最初对杨荫榆印象颇好的许广平在《校潮参与中我的经历》中怒斥杨荫榆,说她“最大的病就是自尊自是,而又识浅力薄,用人不当,以致措置乖方;偏私,患得患失,也是她最大的致命伤,因此对同乡和媚她的,自然另眼相看了”。这只是许广平的带有偏颇的一家之言,或许杨荫榆有某种性格上的固执,但杨荫榆坚持自己的办学理念也没有错。
而且值得注意的是,杨荫榆对“共产共妻”的所谓运动并无好印象,认为学生学了没好处。据许广平回忆,1925年3月孙中山逝世后,学生希望参加公祭,但杨荫榆却对学生代表说:“孙中山是实行共产公妻的,你们学了他没有好处,不准去!”这当然是对孙中山的误解,而这误解应该源于孙中山错误的“联俄容共”政策,这使得杨荫榆误认为孙中山与共产共妻的共产党是同路人,但这折射了她对共产党并无好印象,而她阻止学生也是出于善意。但她不曾想到的是,深受“五四运动”和马克思主义影响的女学生们,对此大为不满。杨荫榆与学生的关系剑拔弩张。
因为许广平在运动之初,就以“苦闷”为由和鲁迅进行通信,她自称“一个受了快两年教育的小学生”,向在女师大担任教授的鲁迅诉苦请教。据说,许广平在鲁迅的课堂上,因为他讲课生动活泼,而心生爱慕之情。而她给鲁迅写信,也有自己的目的。信中除了诋毁杨荫榆外,还采用了撩拨手段:“你在俯首吸那醉人的一丝丝烟丝的时候,可也想到有在辗转待拔萝的人们吗?……他对于先生是尽量地直言的,是希望先生不以时地为限,加以指示教导的。”这里的“他”就是指许广平本人。
一向支持学生运动的鲁迅,深知形势的复杂,起初对于“驱杨运动”表现得非常沉默,但随着他与许广平关系的深入,他对这场运动的关注也随之加深。而这是出于私心还是公心呢?
7月31日,杨荫榆向司法总长兼教育总长章士钊提出,解散女师大风潮中最坚定的四个班。于是第二天,杨荫榆便率领军警入校,随即女学生们便和军警大打出手。鲁迅由此开始连篇累牍在报纸上谩骂杨荫榆,痛斥她推行的是“寡妇教育”,并称她是“迫害学生,广有羽翼的校长”,等等。此后,女师大学生们得到全国声援,北洋政府于是被迫撤去军警。杨荫榆也向教育部递交了辞呈,从此便从公众的视野中消失了。

########################################

_任务要求_
(a) 请一字不改地重新给出上面关于杨荫榆的文段中从含有“一向支持学生运动的鲁迅,深知”的词句开始、到“从此便从公众的视野中消失了。”结束的部分。
(b) 用两句话概括上面关于杨荫榆的文段。

########################################

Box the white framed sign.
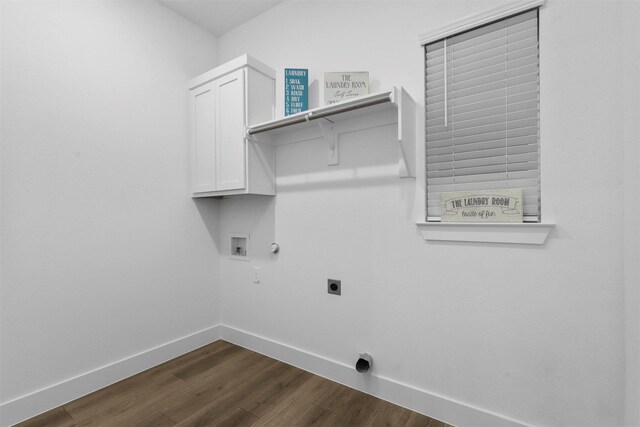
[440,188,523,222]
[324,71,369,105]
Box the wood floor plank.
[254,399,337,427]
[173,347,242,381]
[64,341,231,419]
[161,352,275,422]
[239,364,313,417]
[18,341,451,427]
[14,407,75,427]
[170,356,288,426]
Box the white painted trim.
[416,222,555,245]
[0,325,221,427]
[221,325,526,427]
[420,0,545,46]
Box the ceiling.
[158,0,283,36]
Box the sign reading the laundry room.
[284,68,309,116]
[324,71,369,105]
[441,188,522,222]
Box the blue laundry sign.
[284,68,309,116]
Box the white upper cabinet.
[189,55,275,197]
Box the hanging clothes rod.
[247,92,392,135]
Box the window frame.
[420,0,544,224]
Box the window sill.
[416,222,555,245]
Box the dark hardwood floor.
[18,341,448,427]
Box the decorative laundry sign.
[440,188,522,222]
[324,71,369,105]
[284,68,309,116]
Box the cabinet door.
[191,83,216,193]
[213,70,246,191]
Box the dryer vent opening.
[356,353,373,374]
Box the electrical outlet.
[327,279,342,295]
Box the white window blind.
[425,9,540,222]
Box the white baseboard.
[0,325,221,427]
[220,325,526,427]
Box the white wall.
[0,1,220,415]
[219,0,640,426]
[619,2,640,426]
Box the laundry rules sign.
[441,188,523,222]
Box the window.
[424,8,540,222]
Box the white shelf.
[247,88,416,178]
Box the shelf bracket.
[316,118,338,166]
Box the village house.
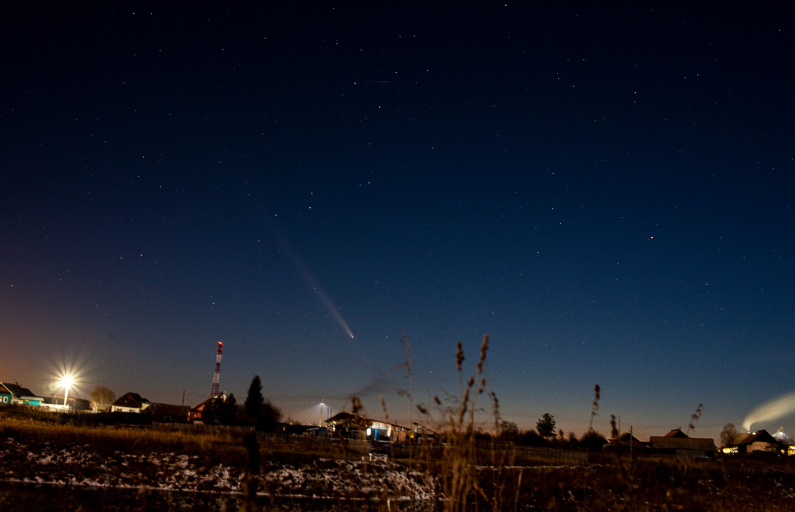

########################################

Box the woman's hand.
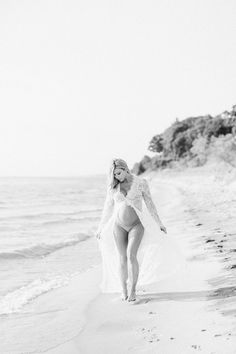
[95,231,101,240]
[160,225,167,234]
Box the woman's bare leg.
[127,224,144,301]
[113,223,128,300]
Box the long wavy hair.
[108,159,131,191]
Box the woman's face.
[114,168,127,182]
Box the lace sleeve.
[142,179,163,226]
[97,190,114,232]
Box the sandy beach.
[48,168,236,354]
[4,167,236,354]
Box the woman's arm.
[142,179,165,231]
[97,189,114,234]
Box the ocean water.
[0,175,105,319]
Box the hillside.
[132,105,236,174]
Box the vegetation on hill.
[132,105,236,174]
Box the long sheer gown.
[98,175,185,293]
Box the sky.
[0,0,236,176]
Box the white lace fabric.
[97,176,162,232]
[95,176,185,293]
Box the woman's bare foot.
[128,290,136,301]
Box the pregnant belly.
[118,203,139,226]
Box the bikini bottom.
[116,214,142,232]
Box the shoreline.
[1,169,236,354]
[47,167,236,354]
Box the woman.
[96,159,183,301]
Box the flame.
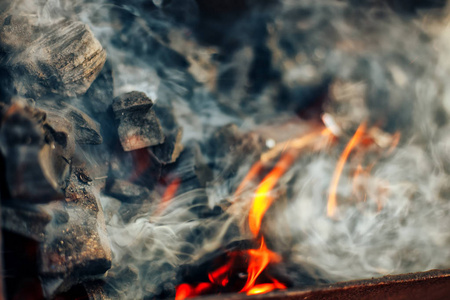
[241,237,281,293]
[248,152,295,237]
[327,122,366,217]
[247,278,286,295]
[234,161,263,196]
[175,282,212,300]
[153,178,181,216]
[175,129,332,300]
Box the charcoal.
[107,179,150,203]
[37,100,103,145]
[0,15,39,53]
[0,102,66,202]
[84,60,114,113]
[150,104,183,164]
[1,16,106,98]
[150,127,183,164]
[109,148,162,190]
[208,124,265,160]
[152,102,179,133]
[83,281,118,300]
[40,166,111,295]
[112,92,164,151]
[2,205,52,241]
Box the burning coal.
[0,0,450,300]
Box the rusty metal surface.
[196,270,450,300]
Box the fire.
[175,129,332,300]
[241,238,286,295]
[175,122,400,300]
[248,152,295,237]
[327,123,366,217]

########################################

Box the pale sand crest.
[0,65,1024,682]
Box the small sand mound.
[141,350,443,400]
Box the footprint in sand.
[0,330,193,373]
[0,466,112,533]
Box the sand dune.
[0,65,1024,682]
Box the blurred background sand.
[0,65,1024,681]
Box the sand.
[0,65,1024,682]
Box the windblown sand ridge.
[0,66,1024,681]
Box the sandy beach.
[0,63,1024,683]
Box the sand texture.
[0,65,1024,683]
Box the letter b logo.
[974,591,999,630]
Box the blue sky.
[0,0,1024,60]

########################################

_按序输出_
(a)
一向支持学生运动的鲁迅,深知形势的复杂,起初对于“驱杨运动”表现得非常沉默,但随着他与许广平关系的深入,他对这场运动的关注也随之加深。而这是出于私心还是公心呢?
7月31日,杨荫榆向司法总长兼教育总长章士钊提出,解散女师大风潮中最坚定的四个班。于是第二天,杨荫榆便率领军警入校,随即女学生们便和军警大打出手。鲁迅由此开始连篇累牍在报纸上谩骂杨荫榆,痛斥她推行的是“寡妇教育”,并称她是“迫害学生,广有羽翼的校长”,等等。此后,女师大学生们得到全国声援,北洋政府于是被迫撤去军警。杨荫榆也向教育部递交了辞呈,从此便从公众的视野中消失了。

(b) 杨荫榆曾以孙中山“实行共产公妻”为由不准学生参加公祭,与深受五四运动和马克思主义影响的女学生关系剑拔弩张,许广平还在与鲁迅的通信中诋毁她。杨荫榆提出解散风潮中最坚定的四个班并率军警入校后,鲁迅在报上连篇累牍地谩骂她,学生得到全国声援,北洋政府被迫撤去军警,杨荫榆递交辞呈,从此从公众视野中消失。